- PETIKAN TEKS
______________________________

Manaradak adalah upacara tradisional menanam
benih padi di kalangan suku Banjar Pahuluan di Desa Amas, Kecamatan Simpur,
Kabupaten Hulu Sungai Selatan (HSS), Kalimantan Selatan. Upacara yang
diselenggarakan setahun sekali ini dimaksudkan untuk memohon keselamatan kepada
Tuhan Yang Maha Kuasa sehingga tanaman padi dapat tumbuh dengan subur dan para
petani terhindar dari malapetaka pada saat menggarap lahan petanian.
Istilah manaradak berasal
dari kata bahasa Banjar Pahuluan taradak
yang berarti benih padi yang ditanam di tanah dengan menggunakan halu
atau tongkat kayu yang runcing. Dalam bahasa Banjar Batang Banyu, pengertian
ini dikenal dengan istilah manugal
yang diambil dari kata tugal, yaitu
proses menyemai bibit padi dengan membuat lubang di tanah.
Dari pengertian di atas, maka
upacara manaradak secara umum dapat diartikan sebagai suatu kegiatan
untuk memulai penanaman benih padi secara simbolis dengan menggunakan alat yang
disebut dengan tutugal atau halu, yaitu sejenis tongkat yang
runcing.
Upacara manaradak
diselenggarakan oleh suku Banjar Pahuluan di Desa Amas, Kecamatan Simpur,
Kabupaten HSS untuk menjaga keselamatan mereka pada saat bekerja dan agar padi
dapat tumbuh subur. Upacara ini didasari oleh kepercayaan suku Banjar Pahuluan
terhadap leluhur mereka yang bernama Datu Ulin.

______________________________

- TANTANGAN
Tuliskan kembali bagian teks tentang upacara manaradak di atas, seluruhnya mulai dari "Dari pengertian di" sampai ke "bernama Datu Ulin.", tanpa mengubah satu kata pun.

- BAHAN YANG DIAMBIL
______________________________

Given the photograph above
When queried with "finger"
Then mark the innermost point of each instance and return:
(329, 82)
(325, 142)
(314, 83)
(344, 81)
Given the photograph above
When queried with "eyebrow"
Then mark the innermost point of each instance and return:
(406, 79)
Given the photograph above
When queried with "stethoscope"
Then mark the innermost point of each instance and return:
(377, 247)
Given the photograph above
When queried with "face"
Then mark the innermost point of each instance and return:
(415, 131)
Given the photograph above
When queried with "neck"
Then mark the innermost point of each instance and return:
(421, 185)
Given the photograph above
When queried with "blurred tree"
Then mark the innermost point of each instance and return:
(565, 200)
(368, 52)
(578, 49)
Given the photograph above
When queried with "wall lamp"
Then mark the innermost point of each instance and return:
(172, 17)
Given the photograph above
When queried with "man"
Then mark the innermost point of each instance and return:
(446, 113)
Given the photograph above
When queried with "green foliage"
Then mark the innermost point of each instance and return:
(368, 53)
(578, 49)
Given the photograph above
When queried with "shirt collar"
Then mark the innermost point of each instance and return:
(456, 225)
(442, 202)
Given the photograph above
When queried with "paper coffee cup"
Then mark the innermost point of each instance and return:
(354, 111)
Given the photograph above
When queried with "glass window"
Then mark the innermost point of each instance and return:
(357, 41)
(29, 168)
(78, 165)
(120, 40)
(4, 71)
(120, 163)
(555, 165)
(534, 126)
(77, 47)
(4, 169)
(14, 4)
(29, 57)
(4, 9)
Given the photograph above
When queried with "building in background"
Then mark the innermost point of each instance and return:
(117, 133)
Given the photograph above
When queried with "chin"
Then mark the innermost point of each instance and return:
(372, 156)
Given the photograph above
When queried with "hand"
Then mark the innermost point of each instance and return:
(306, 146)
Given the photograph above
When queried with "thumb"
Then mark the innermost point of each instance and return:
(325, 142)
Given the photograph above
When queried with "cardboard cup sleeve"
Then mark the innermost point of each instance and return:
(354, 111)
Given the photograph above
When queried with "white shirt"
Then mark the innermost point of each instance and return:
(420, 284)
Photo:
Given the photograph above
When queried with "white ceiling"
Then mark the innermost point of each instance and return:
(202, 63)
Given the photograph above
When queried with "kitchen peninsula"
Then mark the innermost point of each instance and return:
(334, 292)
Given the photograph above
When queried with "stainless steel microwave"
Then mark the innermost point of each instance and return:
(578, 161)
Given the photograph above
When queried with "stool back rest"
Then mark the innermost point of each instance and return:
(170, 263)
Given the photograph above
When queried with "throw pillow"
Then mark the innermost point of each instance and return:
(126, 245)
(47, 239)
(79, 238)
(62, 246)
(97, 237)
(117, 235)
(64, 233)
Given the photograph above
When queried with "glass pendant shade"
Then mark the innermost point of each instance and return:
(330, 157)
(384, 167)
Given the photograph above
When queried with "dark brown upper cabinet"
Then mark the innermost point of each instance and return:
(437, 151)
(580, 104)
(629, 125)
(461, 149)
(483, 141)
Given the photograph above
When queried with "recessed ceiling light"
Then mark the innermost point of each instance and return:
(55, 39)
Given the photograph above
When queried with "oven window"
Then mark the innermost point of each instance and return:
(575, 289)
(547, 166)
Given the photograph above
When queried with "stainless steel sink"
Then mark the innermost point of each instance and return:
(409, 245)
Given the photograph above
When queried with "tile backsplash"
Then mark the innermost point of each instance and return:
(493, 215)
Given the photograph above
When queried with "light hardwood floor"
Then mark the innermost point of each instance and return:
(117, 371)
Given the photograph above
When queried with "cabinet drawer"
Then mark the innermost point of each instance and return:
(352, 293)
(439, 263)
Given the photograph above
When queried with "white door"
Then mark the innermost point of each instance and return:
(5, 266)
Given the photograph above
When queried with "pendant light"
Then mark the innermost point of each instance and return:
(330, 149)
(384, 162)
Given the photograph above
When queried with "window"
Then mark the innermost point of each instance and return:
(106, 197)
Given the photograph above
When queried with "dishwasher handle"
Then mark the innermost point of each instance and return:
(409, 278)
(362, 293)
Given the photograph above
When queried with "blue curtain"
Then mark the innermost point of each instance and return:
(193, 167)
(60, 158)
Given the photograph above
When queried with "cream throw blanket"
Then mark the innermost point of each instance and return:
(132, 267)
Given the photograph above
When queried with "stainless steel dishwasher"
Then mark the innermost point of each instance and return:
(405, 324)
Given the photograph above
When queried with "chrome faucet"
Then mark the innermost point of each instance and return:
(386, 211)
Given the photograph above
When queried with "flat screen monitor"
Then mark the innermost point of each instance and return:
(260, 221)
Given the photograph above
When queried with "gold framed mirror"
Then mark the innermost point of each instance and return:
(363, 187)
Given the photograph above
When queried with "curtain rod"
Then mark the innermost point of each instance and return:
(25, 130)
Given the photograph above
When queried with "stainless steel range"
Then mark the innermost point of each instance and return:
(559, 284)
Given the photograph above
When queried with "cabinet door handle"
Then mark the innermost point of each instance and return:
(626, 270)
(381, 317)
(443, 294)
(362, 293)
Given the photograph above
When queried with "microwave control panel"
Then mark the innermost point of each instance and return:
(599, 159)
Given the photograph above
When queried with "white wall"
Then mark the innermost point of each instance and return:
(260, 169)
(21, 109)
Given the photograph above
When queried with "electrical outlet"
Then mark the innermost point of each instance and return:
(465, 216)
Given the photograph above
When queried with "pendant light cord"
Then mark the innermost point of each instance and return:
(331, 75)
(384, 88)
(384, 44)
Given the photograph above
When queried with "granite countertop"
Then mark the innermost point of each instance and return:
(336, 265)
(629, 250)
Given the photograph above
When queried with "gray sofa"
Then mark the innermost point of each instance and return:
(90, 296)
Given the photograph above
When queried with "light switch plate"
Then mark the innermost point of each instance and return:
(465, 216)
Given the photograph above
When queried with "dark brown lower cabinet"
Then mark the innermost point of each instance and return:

______________________________

- KELUARAN YANG DIHARAPKAN
Dari pengertian di atas, maka
upacara manaradak secara umum dapat diartikan sebagai suatu kegiatan
untuk memulai penanaman benih padi secara simbolis dengan menggunakan alat yang
disebut dengan tutugal atau halu, yaitu sejenis tongkat yang
runcing.
Upacara manaradak
diselenggarakan oleh suku Banjar Pahuluan di Desa Amas, Kecamatan Simpur,
Kabupaten HSS untuk menjaga keselamatan mereka pada saat bekerja dan agar padi
dapat tumbuh subur. Upacara ini didasari oleh kepercayaan suku Banjar Pahuluan
terhadap leluhur mereka yang bernama Datu Ulin.